[MATERIAL PROVIDED start]

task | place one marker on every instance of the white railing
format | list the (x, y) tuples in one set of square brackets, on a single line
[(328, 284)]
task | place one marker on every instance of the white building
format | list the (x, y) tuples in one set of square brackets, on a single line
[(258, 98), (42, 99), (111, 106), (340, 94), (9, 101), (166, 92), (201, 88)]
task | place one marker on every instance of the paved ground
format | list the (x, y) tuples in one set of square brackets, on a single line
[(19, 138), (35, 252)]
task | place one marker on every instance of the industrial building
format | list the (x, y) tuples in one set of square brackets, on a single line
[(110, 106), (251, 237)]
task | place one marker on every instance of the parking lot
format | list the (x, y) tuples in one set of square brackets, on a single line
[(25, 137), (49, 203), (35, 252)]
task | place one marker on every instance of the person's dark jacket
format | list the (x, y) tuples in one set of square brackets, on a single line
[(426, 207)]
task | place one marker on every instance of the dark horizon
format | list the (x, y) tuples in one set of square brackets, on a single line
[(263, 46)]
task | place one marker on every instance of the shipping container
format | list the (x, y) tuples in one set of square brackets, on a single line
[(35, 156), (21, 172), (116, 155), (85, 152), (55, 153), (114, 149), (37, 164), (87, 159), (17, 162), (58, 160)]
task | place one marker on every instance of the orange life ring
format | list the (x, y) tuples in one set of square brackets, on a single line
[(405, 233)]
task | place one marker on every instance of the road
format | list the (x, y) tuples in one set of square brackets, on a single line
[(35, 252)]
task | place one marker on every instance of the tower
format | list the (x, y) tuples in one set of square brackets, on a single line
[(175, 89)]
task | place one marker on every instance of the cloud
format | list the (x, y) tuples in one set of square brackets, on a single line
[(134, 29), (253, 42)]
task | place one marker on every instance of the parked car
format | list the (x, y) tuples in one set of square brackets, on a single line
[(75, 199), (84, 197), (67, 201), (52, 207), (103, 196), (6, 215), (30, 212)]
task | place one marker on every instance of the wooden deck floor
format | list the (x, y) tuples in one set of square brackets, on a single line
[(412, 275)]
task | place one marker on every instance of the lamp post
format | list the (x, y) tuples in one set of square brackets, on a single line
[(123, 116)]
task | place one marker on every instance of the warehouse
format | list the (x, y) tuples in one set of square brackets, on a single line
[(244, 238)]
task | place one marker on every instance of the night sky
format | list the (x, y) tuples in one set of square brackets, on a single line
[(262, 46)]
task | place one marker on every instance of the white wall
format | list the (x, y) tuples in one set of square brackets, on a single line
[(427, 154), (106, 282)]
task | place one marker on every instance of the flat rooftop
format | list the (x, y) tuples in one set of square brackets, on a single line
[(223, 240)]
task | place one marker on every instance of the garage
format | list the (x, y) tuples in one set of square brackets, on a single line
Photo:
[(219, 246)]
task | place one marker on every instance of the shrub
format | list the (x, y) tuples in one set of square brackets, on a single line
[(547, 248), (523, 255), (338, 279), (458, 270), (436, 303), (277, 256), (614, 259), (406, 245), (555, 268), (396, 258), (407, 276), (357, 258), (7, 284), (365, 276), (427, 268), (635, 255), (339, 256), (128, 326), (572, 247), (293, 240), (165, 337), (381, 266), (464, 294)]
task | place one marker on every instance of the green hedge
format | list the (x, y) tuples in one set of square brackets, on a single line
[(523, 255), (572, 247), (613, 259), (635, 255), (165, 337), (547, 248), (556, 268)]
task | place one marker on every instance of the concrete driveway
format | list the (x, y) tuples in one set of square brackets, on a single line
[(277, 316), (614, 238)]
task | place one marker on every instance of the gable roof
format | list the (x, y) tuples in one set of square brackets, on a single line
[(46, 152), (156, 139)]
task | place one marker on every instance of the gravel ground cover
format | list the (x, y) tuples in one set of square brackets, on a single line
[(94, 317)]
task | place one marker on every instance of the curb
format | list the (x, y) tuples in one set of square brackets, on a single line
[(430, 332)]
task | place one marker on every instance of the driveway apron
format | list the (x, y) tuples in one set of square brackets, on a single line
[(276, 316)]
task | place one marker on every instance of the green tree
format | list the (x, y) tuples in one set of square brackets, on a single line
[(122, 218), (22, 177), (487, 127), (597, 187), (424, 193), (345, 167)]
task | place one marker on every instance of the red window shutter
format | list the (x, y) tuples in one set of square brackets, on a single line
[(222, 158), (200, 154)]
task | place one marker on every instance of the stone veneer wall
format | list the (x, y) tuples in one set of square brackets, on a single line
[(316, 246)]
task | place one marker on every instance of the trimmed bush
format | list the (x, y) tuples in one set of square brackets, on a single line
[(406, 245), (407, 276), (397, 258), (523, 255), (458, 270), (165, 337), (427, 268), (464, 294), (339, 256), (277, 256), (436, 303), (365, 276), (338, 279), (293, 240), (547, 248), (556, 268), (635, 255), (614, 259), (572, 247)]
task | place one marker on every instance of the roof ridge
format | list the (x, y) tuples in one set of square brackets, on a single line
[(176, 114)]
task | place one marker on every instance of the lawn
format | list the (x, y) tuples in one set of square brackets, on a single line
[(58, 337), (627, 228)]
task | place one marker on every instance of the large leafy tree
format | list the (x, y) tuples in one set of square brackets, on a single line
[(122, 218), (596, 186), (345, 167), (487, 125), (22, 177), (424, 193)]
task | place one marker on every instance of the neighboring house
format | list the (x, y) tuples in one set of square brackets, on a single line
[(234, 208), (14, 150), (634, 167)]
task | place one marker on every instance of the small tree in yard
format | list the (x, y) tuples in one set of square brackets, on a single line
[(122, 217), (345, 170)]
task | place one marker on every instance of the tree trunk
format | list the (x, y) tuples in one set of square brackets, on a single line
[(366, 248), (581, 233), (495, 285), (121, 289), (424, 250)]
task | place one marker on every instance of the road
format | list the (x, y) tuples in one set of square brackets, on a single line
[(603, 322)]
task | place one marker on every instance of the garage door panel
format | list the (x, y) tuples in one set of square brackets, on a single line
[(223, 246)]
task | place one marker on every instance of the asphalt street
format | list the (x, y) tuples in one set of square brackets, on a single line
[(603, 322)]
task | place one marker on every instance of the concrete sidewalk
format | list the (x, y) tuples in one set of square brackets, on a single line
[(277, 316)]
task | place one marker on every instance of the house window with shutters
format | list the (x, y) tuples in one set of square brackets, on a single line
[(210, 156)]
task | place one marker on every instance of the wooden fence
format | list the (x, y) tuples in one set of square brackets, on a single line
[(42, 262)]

[MATERIAL PROVIDED end]

**WORK REQUIRED:**
Output the rows from the line containing "task | place one marker on every instance of the cloud" through the line containing "[(412, 275)]" as a numbered list, leaving out any blank lines.

**COMPLETE ANSWER:**
1. task | place one marker on every instance of the cloud
2. format | list the (x, y) tuples in one set of square brackets, on a single line
3. [(134, 29), (253, 42)]
4. task | place one marker on every instance of the parked car
5. format | list the (x, y) tuples in one set of square brackets, on a single line
6. [(75, 199), (84, 197), (67, 201), (52, 207), (103, 196), (6, 215), (30, 212)]
7. task | place one marker on every instance of the wooden deck floor
8. format | list the (x, y) tuples in one set of square brackets, on a single line
9. [(412, 275)]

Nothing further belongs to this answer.